**Dataset records**
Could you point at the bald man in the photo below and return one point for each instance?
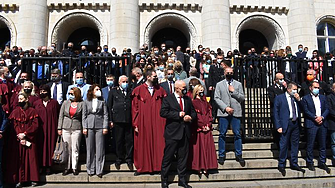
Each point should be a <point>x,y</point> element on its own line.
<point>178,110</point>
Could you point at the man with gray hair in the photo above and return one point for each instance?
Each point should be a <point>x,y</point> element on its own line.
<point>57,86</point>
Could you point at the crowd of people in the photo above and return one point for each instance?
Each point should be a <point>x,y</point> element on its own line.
<point>162,111</point>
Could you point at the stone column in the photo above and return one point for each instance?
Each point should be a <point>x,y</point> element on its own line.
<point>301,24</point>
<point>32,24</point>
<point>215,21</point>
<point>125,25</point>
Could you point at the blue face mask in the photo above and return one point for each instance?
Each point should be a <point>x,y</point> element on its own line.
<point>315,91</point>
<point>124,86</point>
<point>80,81</point>
<point>110,83</point>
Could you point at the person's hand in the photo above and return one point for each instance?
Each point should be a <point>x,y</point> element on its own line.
<point>229,110</point>
<point>187,118</point>
<point>280,130</point>
<point>111,125</point>
<point>231,88</point>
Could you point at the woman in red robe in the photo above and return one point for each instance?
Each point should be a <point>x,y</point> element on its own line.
<point>22,164</point>
<point>202,148</point>
<point>149,126</point>
<point>48,112</point>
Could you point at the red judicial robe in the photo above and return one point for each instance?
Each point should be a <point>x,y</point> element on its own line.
<point>149,142</point>
<point>202,147</point>
<point>48,122</point>
<point>22,163</point>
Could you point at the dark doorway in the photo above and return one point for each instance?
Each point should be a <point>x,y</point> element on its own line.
<point>251,38</point>
<point>171,37</point>
<point>5,37</point>
<point>85,36</point>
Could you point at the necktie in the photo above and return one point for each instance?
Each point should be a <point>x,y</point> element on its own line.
<point>181,104</point>
<point>55,92</point>
<point>294,110</point>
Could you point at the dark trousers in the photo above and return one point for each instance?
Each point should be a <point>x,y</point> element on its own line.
<point>320,133</point>
<point>124,140</point>
<point>291,136</point>
<point>172,146</point>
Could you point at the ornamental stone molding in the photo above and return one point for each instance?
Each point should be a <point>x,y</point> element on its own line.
<point>174,20</point>
<point>11,27</point>
<point>272,31</point>
<point>73,21</point>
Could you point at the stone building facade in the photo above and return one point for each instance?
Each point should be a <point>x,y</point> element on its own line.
<point>228,24</point>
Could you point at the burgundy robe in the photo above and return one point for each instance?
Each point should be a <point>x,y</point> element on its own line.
<point>149,142</point>
<point>202,147</point>
<point>48,122</point>
<point>22,163</point>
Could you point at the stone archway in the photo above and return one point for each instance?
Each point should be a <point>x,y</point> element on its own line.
<point>171,20</point>
<point>73,21</point>
<point>6,23</point>
<point>267,26</point>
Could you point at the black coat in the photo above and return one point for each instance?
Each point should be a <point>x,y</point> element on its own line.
<point>119,106</point>
<point>175,125</point>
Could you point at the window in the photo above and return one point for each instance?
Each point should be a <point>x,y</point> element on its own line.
<point>326,38</point>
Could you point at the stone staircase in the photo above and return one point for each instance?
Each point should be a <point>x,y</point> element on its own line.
<point>260,171</point>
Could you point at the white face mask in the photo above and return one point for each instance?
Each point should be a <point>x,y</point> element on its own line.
<point>98,93</point>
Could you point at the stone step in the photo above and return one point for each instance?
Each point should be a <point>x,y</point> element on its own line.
<point>222,175</point>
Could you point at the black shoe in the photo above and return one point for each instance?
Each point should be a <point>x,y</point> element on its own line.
<point>75,172</point>
<point>184,184</point>
<point>324,167</point>
<point>282,171</point>
<point>240,160</point>
<point>221,160</point>
<point>118,165</point>
<point>310,166</point>
<point>298,168</point>
<point>66,172</point>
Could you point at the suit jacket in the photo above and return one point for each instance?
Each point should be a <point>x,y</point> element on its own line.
<point>310,112</point>
<point>65,86</point>
<point>331,115</point>
<point>119,106</point>
<point>224,98</point>
<point>166,86</point>
<point>96,120</point>
<point>175,126</point>
<point>281,112</point>
<point>65,121</point>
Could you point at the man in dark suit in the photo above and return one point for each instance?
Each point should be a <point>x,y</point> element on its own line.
<point>168,85</point>
<point>287,120</point>
<point>119,106</point>
<point>331,120</point>
<point>179,113</point>
<point>58,87</point>
<point>315,113</point>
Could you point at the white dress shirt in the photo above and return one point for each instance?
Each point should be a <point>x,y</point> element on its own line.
<point>317,104</point>
<point>288,97</point>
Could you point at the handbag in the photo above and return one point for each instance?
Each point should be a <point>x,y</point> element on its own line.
<point>61,153</point>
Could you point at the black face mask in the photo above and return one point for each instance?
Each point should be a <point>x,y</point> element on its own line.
<point>22,104</point>
<point>28,91</point>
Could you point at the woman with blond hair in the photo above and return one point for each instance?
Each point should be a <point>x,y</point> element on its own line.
<point>202,148</point>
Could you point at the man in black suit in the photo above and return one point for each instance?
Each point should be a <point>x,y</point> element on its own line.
<point>168,85</point>
<point>58,87</point>
<point>179,113</point>
<point>119,106</point>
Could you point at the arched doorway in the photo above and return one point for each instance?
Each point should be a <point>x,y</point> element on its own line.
<point>251,38</point>
<point>171,37</point>
<point>85,36</point>
<point>175,29</point>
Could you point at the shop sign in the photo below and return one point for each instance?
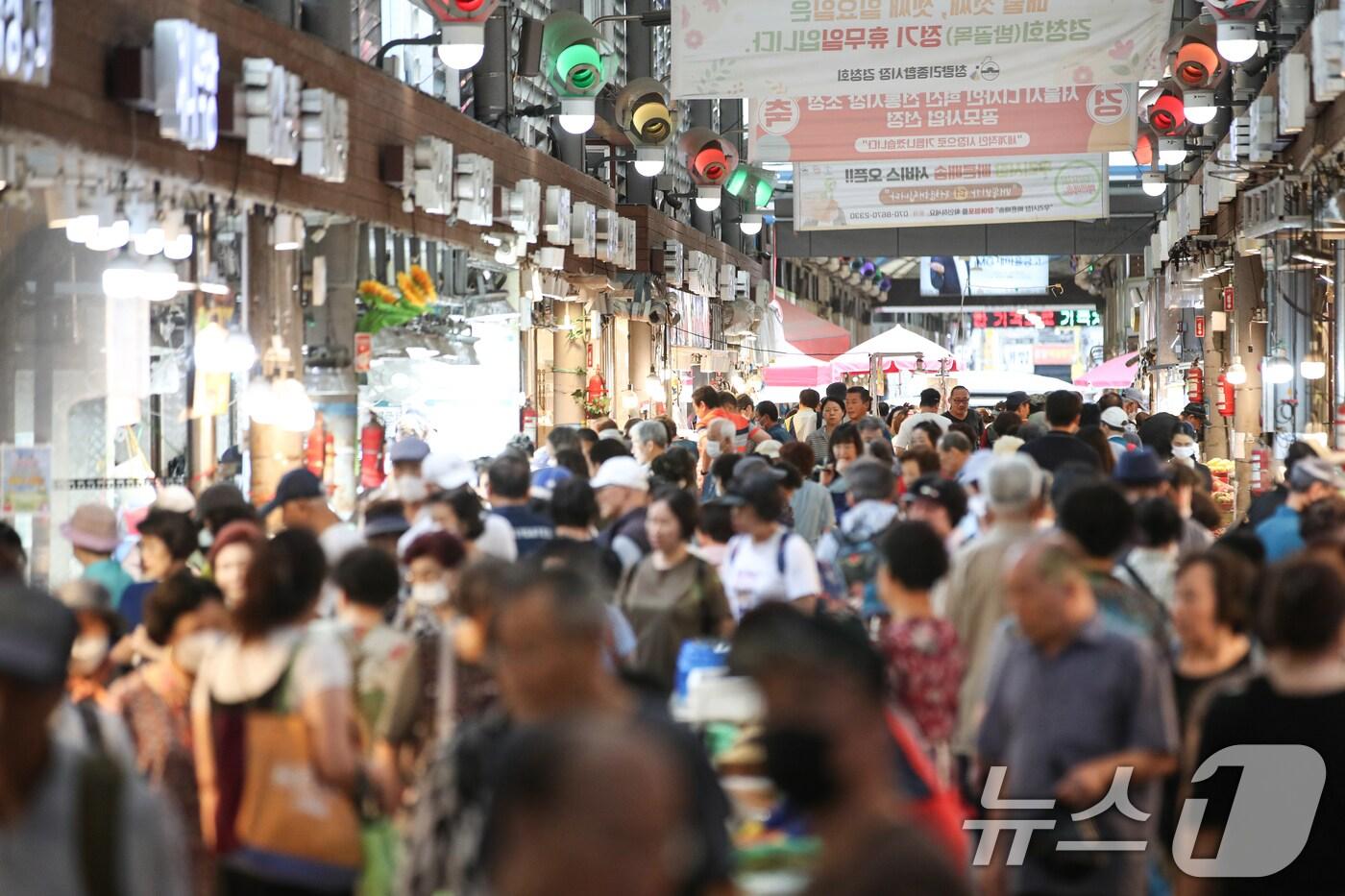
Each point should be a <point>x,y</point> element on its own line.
<point>363,351</point>
<point>853,47</point>
<point>271,101</point>
<point>26,40</point>
<point>990,121</point>
<point>945,193</point>
<point>1044,318</point>
<point>24,479</point>
<point>187,84</point>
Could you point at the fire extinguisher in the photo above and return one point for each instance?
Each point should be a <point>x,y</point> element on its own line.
<point>527,420</point>
<point>315,449</point>
<point>1260,470</point>
<point>372,439</point>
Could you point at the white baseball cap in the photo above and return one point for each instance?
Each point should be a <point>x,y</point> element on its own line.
<point>624,472</point>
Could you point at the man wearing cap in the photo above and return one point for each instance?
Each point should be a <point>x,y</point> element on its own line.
<point>1019,403</point>
<point>1113,424</point>
<point>930,400</point>
<point>1313,479</point>
<point>622,489</point>
<point>93,534</point>
<point>972,593</point>
<point>302,500</point>
<point>53,790</point>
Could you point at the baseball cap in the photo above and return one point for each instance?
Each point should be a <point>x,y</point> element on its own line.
<point>1139,469</point>
<point>1115,417</point>
<point>36,635</point>
<point>447,472</point>
<point>944,493</point>
<point>624,472</point>
<point>296,485</point>
<point>91,527</point>
<point>1313,470</point>
<point>1012,482</point>
<point>547,479</point>
<point>769,448</point>
<point>409,449</point>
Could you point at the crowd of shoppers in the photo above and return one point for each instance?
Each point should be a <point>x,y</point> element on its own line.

**Exercise**
Reproduce the data above with every "photo" replaced by "image" and everything else unchanged, leaving out the pictures.

**Answer to the problem**
Could you point at the bald man in the image below and return one point for each instance?
Each point should be a <point>x,y</point> element on its own line.
<point>178,110</point>
Could you point at the man with gray hair in the image above and return one point for each instance?
Each point should be a <point>x,y</point> element on its own line.
<point>57,86</point>
Could you point at the crowd of people in the image above and return one point for each instance?
Each point should be a <point>x,y</point> element on its own line.
<point>162,111</point>
Could you point at the stone column in the image above and return one point for each instance?
Each point should be a <point>x,y</point> element on its own line.
<point>301,24</point>
<point>32,24</point>
<point>215,21</point>
<point>125,25</point>
Could you point at the blue face mask in the image above and return one point for each instance?
Each point should be a <point>x,y</point> element on its own line.
<point>315,91</point>
<point>124,86</point>
<point>80,81</point>
<point>110,83</point>
Could you point at the person's hand in the image above and return one point for each instance?
Each point should be a <point>x,y</point> element on its own line.
<point>229,110</point>
<point>187,118</point>
<point>280,130</point>
<point>111,125</point>
<point>231,88</point>
Could you point at the woman in red robe in the image above and return one point for each instance?
Each point should be a <point>x,y</point> element on its own line.
<point>22,164</point>
<point>202,148</point>
<point>149,126</point>
<point>48,112</point>
Could you point at the red judicial robe in the image above and return one point for each instance?
Each point should be a <point>x,y</point> element on its own line.
<point>149,142</point>
<point>202,147</point>
<point>48,122</point>
<point>22,163</point>
Could you point at the dark doorway in the image above and return one point for each instance?
Each point should be a <point>x,y</point> element on its own line.
<point>251,38</point>
<point>171,37</point>
<point>5,37</point>
<point>85,36</point>
Could you point at the necktie in the image above and return one point for each instance?
Each point should be a <point>x,y</point> element on its own line.
<point>181,104</point>
<point>55,92</point>
<point>294,110</point>
Could you point at the dark trousers in the image above and return one point for each instance?
Each point should be a <point>x,y</point> element on its own line.
<point>320,133</point>
<point>124,140</point>
<point>291,136</point>
<point>172,146</point>
Could you point at the ornamental stone molding in the image above and return one point for each instance?
Each point should be a <point>x,y</point> element on its own line.
<point>174,20</point>
<point>11,27</point>
<point>272,31</point>
<point>73,21</point>
Could you point at the stone building facade in the image above and return one point for each instance?
Each point should be a <point>x,y</point> element on its own line.
<point>228,24</point>
Could you point at the burgundy robe in the image above and return one point for each instance?
Each point should be a <point>x,y</point> element on its own line.
<point>149,142</point>
<point>202,147</point>
<point>48,122</point>
<point>22,163</point>
Could you point at the stone archway in the image above and return one point for each instance?
Each point should be a <point>x,y</point> element on its own line.
<point>171,20</point>
<point>73,21</point>
<point>6,23</point>
<point>267,26</point>
Could you point at the black coat in the image above and return one point for each instance?
Each point should be a <point>x,y</point> element on its own line.
<point>119,106</point>
<point>175,125</point>
Could you point at the window in the image above and return one point for each instance?
Each point should be a <point>x,y</point> element on its own line.
<point>326,38</point>
Could you point at the stone staircase in the image above and return one point for each instance?
Each point should be a <point>x,y</point> element on its own line.
<point>260,171</point>
Could you point at the white face mask in the image above and return one point for each instance?
Each point should be a <point>x,y</point> element on its own line.
<point>98,93</point>
Could you point at the stone step in the image above and return one point for each instance?
Each point should be a <point>x,y</point> element on its own line.
<point>222,175</point>
Could you point at the black shoe in the image above and return one point for each instance?
Each point should be a <point>x,y</point> element on its own line.
<point>75,172</point>
<point>184,184</point>
<point>324,167</point>
<point>282,171</point>
<point>240,160</point>
<point>221,160</point>
<point>118,165</point>
<point>310,166</point>
<point>298,168</point>
<point>66,172</point>
Could you point at the suit jacket in the image above and return one point for each instance?
Each point should be a <point>x,y</point> element on its own line.
<point>310,112</point>
<point>65,86</point>
<point>331,115</point>
<point>119,106</point>
<point>224,98</point>
<point>166,86</point>
<point>96,120</point>
<point>175,126</point>
<point>281,112</point>
<point>65,121</point>
Could you point at the man in dark suit in the image above and return one point for each instance?
Each point should be a <point>x,y</point> element on its own line.
<point>168,85</point>
<point>287,120</point>
<point>119,106</point>
<point>331,120</point>
<point>179,113</point>
<point>58,87</point>
<point>315,113</point>
Could you point at the white dress shirt in the image above and return one point for each instance?
Each point should be a <point>x,y</point> element on its own line.
<point>317,104</point>
<point>288,97</point>
Could you point at the handbag in the image above and return one point for each instance?
Each point should be a <point>x,y</point> element on its own line.
<point>61,153</point>
Could you point at the black face mask in the image above and return one point for each instance?
Each point should be a <point>x,y</point> element on its own line.
<point>22,104</point>
<point>28,91</point>
Could you point at the woman with blond hair in the image above and return one point for each instance?
Each point should be a <point>x,y</point> element on its own line.
<point>202,148</point>
Could you point at the man in black suit in the image above and return one point for each instance?
Each point should be a <point>x,y</point> element on its own line.
<point>168,85</point>
<point>58,87</point>
<point>179,113</point>
<point>119,106</point>
Could you point at the arched doorway in the image above and return one point for each instance?
Each point should be a <point>x,y</point> element on its own line.
<point>251,38</point>
<point>171,37</point>
<point>85,36</point>
<point>175,29</point>
Could you point at the shop sign in the image below and return one point for each instance?
Each point should be a <point>x,y</point> element on its own line.
<point>363,351</point>
<point>853,47</point>
<point>271,101</point>
<point>26,40</point>
<point>990,121</point>
<point>945,193</point>
<point>1044,318</point>
<point>24,479</point>
<point>187,84</point>
Could you point at the fire extinguisher in the image above and return one point for each instance?
Each point should be a <point>x,y</point> element on its own line.
<point>527,420</point>
<point>315,449</point>
<point>1260,470</point>
<point>372,439</point>
Could you point at the white baseball cap in the image above and return one point for each instance?
Each point should be a <point>x,y</point> element on its own line.
<point>624,472</point>
Could you point at the man wearing cap in the image above and return one point for each instance?
Each point should be a <point>x,y</point> element on its own line.
<point>1019,403</point>
<point>1113,424</point>
<point>930,400</point>
<point>1313,479</point>
<point>622,489</point>
<point>93,534</point>
<point>972,593</point>
<point>302,500</point>
<point>53,790</point>
Could you point at the baseball cap in the image above and return one point for each instance?
Each point should be a <point>x,y</point> element on its own line.
<point>1139,469</point>
<point>1115,417</point>
<point>36,635</point>
<point>447,472</point>
<point>944,493</point>
<point>624,472</point>
<point>296,485</point>
<point>91,527</point>
<point>1313,470</point>
<point>1012,482</point>
<point>547,479</point>
<point>769,448</point>
<point>409,449</point>
Could you point at the crowd of shoppers in the image above and return one point for each instance?
Each point should be a <point>x,y</point> element on its own line.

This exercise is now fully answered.